STATED EXERCISE —
How many lines in the rows below contain the string "banner"? Case counts. Reply with the number alone.

..........

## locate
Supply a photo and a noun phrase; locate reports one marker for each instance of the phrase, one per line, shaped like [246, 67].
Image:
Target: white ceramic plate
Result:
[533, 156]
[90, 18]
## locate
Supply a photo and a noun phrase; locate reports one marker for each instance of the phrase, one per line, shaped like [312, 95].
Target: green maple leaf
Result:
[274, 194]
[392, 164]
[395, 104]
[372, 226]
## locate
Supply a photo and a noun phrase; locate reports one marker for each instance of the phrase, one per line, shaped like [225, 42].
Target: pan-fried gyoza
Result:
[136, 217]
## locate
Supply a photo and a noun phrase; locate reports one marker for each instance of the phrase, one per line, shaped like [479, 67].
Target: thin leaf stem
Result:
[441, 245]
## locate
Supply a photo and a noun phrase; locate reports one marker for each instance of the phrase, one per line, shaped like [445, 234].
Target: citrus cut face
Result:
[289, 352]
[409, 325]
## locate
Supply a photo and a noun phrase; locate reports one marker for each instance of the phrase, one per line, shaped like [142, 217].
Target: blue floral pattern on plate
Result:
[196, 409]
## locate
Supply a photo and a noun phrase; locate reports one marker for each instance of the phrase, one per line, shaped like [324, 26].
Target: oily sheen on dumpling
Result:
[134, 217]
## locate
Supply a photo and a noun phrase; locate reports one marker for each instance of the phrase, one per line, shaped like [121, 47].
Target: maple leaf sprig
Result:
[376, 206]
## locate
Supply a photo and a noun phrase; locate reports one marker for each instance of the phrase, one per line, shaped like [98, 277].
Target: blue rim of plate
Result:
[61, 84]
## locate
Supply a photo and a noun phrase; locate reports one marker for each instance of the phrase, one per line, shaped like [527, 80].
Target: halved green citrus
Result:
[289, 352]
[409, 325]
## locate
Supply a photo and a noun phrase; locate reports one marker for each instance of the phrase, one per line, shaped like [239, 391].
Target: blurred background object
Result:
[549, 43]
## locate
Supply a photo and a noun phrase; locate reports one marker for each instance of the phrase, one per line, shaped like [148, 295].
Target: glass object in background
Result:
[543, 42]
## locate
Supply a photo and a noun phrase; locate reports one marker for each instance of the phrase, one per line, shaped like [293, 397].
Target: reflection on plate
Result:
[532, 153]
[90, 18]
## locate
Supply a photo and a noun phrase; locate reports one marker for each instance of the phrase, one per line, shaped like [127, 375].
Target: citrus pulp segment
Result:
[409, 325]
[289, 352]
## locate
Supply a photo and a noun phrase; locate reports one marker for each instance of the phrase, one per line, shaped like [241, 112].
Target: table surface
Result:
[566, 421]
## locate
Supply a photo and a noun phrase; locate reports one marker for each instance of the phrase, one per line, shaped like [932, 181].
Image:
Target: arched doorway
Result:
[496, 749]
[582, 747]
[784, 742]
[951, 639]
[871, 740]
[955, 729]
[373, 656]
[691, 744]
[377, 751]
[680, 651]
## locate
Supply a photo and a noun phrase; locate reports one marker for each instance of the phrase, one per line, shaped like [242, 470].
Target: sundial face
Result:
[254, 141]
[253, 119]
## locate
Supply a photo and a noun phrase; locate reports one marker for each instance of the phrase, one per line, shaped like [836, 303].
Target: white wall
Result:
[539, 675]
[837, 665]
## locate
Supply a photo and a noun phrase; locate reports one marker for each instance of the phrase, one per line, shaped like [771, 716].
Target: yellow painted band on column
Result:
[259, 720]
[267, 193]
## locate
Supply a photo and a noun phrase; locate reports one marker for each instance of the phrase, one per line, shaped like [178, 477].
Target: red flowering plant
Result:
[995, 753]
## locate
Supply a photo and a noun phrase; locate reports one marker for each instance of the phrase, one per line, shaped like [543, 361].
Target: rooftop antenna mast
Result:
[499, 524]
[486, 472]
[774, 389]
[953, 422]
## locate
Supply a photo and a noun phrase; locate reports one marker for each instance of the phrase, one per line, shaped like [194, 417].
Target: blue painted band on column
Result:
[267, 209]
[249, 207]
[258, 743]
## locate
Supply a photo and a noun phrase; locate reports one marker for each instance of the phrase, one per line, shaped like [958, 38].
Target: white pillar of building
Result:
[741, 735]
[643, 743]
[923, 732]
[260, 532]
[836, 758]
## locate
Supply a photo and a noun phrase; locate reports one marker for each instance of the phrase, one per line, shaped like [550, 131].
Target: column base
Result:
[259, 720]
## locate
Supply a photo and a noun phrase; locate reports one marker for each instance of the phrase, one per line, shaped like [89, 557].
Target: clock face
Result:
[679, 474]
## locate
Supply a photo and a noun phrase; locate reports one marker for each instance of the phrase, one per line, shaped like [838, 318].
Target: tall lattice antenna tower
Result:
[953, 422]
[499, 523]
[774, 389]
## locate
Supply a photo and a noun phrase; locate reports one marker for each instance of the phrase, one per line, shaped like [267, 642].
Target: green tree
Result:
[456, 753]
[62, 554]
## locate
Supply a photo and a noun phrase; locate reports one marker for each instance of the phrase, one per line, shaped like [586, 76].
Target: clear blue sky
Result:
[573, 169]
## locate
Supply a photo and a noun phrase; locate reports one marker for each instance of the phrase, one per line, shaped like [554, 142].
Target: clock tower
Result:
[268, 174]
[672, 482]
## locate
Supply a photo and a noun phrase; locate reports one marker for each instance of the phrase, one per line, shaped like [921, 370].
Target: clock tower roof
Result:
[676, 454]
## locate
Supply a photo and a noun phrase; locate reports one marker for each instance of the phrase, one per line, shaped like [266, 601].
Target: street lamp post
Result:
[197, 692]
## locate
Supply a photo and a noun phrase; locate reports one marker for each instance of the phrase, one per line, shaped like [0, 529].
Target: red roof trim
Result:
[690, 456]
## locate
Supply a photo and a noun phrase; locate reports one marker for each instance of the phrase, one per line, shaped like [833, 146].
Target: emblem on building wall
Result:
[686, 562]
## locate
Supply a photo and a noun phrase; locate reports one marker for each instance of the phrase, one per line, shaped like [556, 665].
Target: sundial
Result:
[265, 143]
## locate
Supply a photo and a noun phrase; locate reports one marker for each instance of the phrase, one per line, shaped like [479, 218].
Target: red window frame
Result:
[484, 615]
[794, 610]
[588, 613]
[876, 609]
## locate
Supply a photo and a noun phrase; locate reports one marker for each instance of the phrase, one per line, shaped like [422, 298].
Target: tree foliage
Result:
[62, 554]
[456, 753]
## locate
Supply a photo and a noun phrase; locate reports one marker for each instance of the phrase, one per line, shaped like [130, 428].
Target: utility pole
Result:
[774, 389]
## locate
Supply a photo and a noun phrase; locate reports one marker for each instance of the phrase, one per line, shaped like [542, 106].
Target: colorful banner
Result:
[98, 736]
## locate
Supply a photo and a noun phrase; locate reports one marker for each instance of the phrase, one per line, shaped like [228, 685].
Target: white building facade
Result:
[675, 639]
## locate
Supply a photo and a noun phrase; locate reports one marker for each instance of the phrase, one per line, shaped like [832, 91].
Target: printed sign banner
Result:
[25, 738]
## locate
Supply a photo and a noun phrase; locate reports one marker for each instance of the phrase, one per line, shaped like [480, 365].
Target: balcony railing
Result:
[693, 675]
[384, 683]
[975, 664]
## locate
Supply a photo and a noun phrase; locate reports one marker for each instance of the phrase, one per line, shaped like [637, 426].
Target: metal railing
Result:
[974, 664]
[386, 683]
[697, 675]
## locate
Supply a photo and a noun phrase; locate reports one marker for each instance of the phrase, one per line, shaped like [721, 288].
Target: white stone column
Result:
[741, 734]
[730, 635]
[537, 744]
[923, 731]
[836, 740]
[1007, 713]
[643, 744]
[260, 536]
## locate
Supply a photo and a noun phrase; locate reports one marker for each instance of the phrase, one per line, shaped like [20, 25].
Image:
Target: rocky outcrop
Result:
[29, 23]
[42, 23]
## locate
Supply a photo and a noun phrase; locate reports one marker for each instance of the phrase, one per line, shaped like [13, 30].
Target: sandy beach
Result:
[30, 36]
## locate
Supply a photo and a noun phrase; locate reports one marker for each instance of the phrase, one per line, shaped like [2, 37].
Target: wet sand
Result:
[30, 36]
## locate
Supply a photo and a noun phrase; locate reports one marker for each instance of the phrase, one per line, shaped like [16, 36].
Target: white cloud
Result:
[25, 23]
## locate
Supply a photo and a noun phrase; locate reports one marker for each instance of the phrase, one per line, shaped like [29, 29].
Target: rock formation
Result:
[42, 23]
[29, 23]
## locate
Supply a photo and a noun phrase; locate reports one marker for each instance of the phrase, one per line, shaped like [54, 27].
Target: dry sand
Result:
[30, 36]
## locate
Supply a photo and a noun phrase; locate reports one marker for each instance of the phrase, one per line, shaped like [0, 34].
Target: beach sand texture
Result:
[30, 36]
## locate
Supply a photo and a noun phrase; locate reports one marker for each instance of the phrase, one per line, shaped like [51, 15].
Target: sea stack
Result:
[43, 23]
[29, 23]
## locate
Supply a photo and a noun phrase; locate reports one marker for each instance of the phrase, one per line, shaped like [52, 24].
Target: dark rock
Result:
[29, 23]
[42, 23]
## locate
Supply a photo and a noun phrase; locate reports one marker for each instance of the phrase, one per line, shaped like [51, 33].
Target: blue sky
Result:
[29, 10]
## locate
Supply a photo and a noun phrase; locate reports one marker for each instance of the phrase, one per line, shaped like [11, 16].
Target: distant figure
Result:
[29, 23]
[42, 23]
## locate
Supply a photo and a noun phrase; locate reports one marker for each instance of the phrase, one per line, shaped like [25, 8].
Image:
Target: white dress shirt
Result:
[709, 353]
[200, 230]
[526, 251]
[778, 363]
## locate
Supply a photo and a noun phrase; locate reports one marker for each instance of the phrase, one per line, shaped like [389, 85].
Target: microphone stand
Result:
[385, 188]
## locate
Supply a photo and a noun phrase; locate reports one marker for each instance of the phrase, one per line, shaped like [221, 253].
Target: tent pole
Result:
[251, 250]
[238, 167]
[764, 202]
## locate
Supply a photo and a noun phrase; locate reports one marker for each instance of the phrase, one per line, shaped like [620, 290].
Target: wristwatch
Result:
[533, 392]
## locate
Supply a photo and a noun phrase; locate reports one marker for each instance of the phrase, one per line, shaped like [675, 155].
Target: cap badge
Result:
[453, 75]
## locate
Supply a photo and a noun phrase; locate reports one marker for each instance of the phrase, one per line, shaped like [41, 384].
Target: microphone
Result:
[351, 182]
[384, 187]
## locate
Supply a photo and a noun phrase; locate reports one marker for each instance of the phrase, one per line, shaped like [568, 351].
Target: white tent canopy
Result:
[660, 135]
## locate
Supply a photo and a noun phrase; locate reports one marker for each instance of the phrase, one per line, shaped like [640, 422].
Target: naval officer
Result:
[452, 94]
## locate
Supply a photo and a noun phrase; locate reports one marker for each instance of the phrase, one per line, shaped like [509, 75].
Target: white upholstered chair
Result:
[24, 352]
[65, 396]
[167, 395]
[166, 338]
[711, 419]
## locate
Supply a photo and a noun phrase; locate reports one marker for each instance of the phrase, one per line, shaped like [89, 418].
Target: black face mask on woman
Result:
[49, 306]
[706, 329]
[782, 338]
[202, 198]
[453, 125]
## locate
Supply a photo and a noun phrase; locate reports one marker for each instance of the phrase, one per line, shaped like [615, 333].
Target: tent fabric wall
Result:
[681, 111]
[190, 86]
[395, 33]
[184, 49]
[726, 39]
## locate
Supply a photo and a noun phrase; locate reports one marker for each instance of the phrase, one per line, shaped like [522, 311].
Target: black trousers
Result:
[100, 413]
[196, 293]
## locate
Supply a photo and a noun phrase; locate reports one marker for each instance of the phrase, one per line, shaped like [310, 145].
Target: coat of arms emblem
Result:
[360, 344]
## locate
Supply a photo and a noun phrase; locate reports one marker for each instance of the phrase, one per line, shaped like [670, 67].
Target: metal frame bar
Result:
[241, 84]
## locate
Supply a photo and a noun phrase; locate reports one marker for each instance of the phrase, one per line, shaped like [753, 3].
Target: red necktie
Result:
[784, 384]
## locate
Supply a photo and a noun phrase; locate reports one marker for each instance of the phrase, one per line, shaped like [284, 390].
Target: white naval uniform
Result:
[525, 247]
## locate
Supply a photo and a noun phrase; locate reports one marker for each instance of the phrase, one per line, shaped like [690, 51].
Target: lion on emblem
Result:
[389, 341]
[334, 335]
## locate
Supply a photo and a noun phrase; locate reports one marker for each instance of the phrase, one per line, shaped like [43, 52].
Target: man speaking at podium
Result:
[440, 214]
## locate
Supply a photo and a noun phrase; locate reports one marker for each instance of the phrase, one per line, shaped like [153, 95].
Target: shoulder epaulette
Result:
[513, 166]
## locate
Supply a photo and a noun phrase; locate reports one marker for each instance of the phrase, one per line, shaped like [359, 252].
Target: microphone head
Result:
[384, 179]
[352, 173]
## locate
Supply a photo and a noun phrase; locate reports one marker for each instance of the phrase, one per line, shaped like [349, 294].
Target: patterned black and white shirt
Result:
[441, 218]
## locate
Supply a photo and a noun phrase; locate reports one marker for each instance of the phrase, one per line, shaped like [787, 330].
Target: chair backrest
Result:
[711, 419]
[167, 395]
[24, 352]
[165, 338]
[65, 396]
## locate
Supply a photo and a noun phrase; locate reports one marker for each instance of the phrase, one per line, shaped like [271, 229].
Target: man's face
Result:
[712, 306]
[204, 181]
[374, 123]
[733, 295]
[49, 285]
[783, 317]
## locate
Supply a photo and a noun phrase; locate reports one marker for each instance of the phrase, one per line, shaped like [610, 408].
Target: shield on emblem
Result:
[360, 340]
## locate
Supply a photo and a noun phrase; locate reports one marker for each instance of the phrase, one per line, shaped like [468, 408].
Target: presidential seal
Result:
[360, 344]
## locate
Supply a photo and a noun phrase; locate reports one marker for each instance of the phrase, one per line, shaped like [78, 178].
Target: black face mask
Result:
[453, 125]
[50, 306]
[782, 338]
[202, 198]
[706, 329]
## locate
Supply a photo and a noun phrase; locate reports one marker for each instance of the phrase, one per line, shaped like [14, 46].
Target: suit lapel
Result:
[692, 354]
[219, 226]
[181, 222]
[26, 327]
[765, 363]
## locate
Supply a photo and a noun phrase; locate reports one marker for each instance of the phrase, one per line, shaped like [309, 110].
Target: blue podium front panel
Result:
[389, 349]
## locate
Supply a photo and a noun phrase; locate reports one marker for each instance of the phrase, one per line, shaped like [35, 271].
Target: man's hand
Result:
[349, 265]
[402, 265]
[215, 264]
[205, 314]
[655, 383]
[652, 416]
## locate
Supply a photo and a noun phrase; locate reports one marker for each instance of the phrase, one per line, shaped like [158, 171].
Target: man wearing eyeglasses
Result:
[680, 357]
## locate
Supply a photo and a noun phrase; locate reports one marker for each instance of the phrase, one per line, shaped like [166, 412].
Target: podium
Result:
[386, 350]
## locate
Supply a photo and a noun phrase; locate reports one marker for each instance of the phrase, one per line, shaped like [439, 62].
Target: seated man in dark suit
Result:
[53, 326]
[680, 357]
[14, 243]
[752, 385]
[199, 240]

..........

ANSWER TO THIS EXERCISE —
2